- **Exercise requirements**
Copy each of the lines below verbatim, keeping every character and line break unchanged.

- **Extracted records**

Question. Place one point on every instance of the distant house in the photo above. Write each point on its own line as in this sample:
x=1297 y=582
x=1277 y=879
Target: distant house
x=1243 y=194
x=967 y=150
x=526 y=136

- **Correct response**
Question. Place one point on every instance of the distant house in the photo above. Write each point on its own line as in this sample:
x=1297 y=582
x=1277 y=879
Target: distant house
x=1243 y=194
x=967 y=150
x=526 y=136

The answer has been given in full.